→ Requirement
Go through the material and write it all out exactly, minus the pictures.

→ Data supplied
****************************************
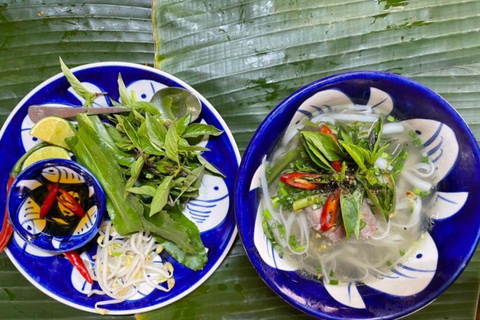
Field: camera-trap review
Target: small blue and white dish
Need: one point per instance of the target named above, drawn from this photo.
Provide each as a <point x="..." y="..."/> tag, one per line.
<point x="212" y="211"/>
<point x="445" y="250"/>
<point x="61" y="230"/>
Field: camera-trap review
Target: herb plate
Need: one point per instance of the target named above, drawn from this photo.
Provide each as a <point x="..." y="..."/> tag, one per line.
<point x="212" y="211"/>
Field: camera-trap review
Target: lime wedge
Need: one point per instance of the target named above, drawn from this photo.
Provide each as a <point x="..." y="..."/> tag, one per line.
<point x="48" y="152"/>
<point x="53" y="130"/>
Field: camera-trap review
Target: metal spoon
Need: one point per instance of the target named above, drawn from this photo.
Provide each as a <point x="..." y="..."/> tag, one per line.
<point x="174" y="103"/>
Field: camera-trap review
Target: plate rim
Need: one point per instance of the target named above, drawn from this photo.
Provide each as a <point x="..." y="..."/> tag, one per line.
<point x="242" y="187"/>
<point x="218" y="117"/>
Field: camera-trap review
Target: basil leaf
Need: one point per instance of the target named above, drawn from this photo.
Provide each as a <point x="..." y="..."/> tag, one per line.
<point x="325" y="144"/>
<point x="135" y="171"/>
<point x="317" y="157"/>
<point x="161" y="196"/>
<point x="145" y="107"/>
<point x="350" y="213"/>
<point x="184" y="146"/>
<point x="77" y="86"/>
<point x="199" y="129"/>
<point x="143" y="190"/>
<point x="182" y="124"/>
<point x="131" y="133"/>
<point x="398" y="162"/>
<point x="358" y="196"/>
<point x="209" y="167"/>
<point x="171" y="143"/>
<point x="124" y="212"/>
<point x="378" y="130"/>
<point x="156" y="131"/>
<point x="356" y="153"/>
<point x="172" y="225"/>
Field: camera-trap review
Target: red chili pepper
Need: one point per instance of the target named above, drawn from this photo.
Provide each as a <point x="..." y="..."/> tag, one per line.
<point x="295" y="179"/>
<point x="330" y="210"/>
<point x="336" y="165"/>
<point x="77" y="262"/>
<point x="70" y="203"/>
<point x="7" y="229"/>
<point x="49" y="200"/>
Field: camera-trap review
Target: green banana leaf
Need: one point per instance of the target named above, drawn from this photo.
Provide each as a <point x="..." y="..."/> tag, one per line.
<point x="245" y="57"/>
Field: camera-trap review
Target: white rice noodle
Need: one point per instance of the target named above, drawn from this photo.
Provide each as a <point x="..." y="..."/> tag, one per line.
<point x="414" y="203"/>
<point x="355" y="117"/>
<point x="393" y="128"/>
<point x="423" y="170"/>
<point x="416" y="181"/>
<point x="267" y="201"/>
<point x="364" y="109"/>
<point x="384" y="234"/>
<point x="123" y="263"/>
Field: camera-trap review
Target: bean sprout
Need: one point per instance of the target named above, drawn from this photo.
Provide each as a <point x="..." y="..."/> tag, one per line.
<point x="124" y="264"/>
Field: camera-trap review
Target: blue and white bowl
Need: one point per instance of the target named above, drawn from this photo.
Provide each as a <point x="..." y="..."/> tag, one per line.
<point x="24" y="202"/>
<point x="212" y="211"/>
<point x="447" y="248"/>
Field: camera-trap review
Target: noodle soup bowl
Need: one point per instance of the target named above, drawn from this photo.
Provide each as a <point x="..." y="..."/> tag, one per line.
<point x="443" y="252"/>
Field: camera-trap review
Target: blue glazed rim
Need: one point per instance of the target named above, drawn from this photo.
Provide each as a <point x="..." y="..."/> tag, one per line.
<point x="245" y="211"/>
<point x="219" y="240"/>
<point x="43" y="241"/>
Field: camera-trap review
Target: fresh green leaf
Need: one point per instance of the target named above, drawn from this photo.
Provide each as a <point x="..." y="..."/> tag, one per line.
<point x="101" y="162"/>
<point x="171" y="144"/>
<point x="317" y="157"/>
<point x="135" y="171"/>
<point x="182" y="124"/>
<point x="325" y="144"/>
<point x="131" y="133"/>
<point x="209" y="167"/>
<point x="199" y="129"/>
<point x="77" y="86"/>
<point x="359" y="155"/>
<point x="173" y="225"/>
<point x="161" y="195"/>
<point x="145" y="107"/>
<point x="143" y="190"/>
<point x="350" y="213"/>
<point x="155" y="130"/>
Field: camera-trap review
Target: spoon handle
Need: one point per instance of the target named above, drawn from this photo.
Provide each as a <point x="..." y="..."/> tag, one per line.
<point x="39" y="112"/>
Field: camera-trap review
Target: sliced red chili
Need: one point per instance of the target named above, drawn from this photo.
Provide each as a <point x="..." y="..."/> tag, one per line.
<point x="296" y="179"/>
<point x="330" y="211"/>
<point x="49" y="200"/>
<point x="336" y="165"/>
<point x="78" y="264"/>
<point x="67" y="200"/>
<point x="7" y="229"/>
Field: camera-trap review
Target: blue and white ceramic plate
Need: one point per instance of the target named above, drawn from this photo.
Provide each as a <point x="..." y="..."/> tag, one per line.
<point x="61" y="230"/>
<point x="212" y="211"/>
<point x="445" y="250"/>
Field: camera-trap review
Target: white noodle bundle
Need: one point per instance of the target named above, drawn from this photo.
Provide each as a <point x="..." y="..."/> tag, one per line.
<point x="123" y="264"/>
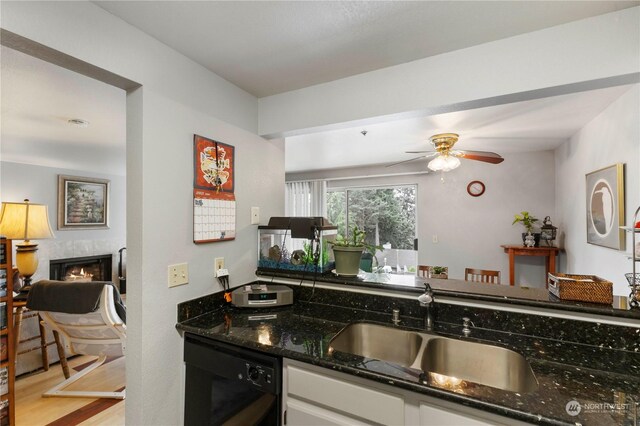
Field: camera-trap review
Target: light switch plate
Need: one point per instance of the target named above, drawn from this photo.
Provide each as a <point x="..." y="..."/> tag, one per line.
****************************************
→ Task answer
Field: camera-trap review
Target: small blue and white dish
Need: one point per instance of the target named above, drawn from this photo.
Provide each as a <point x="..." y="..."/> tag, one per line.
<point x="212" y="211"/>
<point x="445" y="250"/>
<point x="61" y="230"/>
Field: camera-trap review
Target: herb plate
Need: one point per instance of the target named above, drawn from this photo.
Provide each as a <point x="..." y="..."/> tag, one per line.
<point x="212" y="211"/>
Field: camera-trap review
Target: lime wedge
Need: one point per instance of the target named above, drawn from this photo.
Provide each as a <point x="..." y="..."/> tag, one per line.
<point x="48" y="152"/>
<point x="53" y="130"/>
Field: camera-trap review
Target: metal spoon
Need: one point per instance of the target named above, drawn from this photo.
Provide each as a <point x="..." y="..."/> tag, one per line.
<point x="174" y="103"/>
Field: camera-trap review
Target: plate rim
Need: one point per instance of the target named above, drawn from this photo.
Provide each as a <point x="..." y="..."/> tag, one per line.
<point x="242" y="187"/>
<point x="218" y="117"/>
Field: camera-trap review
Target: basil leaf
Need: one point per instance of the target named above, drawn from this photo.
Provide each as a <point x="..." y="..."/> tag, one per line.
<point x="325" y="144"/>
<point x="135" y="171"/>
<point x="317" y="157"/>
<point x="161" y="196"/>
<point x="145" y="107"/>
<point x="350" y="213"/>
<point x="184" y="146"/>
<point x="77" y="86"/>
<point x="199" y="129"/>
<point x="143" y="190"/>
<point x="182" y="124"/>
<point x="131" y="133"/>
<point x="398" y="162"/>
<point x="358" y="196"/>
<point x="209" y="167"/>
<point x="171" y="143"/>
<point x="124" y="212"/>
<point x="378" y="130"/>
<point x="156" y="131"/>
<point x="356" y="153"/>
<point x="172" y="225"/>
Field: camera-trap review
Target: red chili pepper
Need: one point per instance of the target named above, drawn from this photo.
Provide each as a <point x="..." y="..."/> tag, one per line.
<point x="295" y="179"/>
<point x="330" y="210"/>
<point x="336" y="165"/>
<point x="77" y="262"/>
<point x="70" y="203"/>
<point x="7" y="229"/>
<point x="49" y="200"/>
Field: camera-trap review
Target: green banana leaf
Need: one point per instance of the target named above, drawn from this photo.
Provide each as a <point x="..." y="..."/> tag, one per line.
<point x="245" y="57"/>
Field: camera-trap review
Target: white rice noodle
Need: one point per instance of the target named above, drawn from this photo.
Provide each as a <point x="..." y="..."/> tag, one per line.
<point x="414" y="203"/>
<point x="355" y="117"/>
<point x="393" y="128"/>
<point x="423" y="170"/>
<point x="416" y="181"/>
<point x="267" y="201"/>
<point x="364" y="109"/>
<point x="384" y="234"/>
<point x="123" y="263"/>
Field: camera-trap review
Target: bean sprout
Need: one point per instance of the target named above, drawn from this photo.
Provide each as a <point x="..." y="..."/> tag, one per line.
<point x="124" y="264"/>
Field: camera-trap review
Target: blue and white bowl
Need: one point per instance of the target named above, drawn from this photo.
Provide each as a <point x="..." y="..."/> tag, one per line.
<point x="24" y="202"/>
<point x="212" y="211"/>
<point x="447" y="248"/>
Field: camera-trap review
Target: noodle soup bowl
Need: one point per instance of the target named above, drawn from this photo.
Provide each as a <point x="..." y="..."/> tag, one per line.
<point x="443" y="252"/>
Field: camera-trap review
Target: blue glazed rim
Need: one point per instance of the target named above, drawn from this photo.
Provide each as a <point x="..." y="..."/> tag, one per line.
<point x="245" y="211"/>
<point x="219" y="240"/>
<point x="43" y="241"/>
Field: camera-trap review
Target: fresh green leaf
Need: one point per instance of the target named above, drawn from this photo.
Provide each as a <point x="..." y="..."/> tag, one per line.
<point x="101" y="162"/>
<point x="171" y="144"/>
<point x="317" y="157"/>
<point x="135" y="171"/>
<point x="182" y="124"/>
<point x="325" y="144"/>
<point x="131" y="133"/>
<point x="209" y="167"/>
<point x="199" y="129"/>
<point x="77" y="86"/>
<point x="359" y="155"/>
<point x="173" y="225"/>
<point x="161" y="195"/>
<point x="145" y="107"/>
<point x="143" y="190"/>
<point x="350" y="213"/>
<point x="155" y="130"/>
Field: camera-trap review
Target: spoon handle
Need: one point per instance of the target named above, drawn from this photo.
Provide each as a <point x="..." y="..."/> tag, one per line.
<point x="39" y="112"/>
Field: camera-trap review
Target: sliced red chili
Need: one point per instance of the target named above, drawn from this photo.
Provide each as a <point x="..." y="..."/> tag, one per line.
<point x="296" y="179"/>
<point x="330" y="211"/>
<point x="49" y="200"/>
<point x="336" y="165"/>
<point x="78" y="264"/>
<point x="67" y="200"/>
<point x="7" y="229"/>
Field: camera-trap review
Target: blue and white ceramic plate
Need: one point per instance of the target named above, drawn from this photo.
Provide each as a <point x="..." y="..."/> tag, one per line.
<point x="61" y="230"/>
<point x="212" y="211"/>
<point x="445" y="250"/>
Field: camera-trap review
Target: white noodle bundle
Need: one point per instance of the target named above, drawn from this photo.
Provide each as a <point x="..." y="..."/> tag, one per line.
<point x="123" y="264"/>
Field: camera-trap review
Target: light switch plate
Need: one point per instance of the target named above, drawn from this photo.
Provide each as a <point x="..." y="..."/> tag, one per line.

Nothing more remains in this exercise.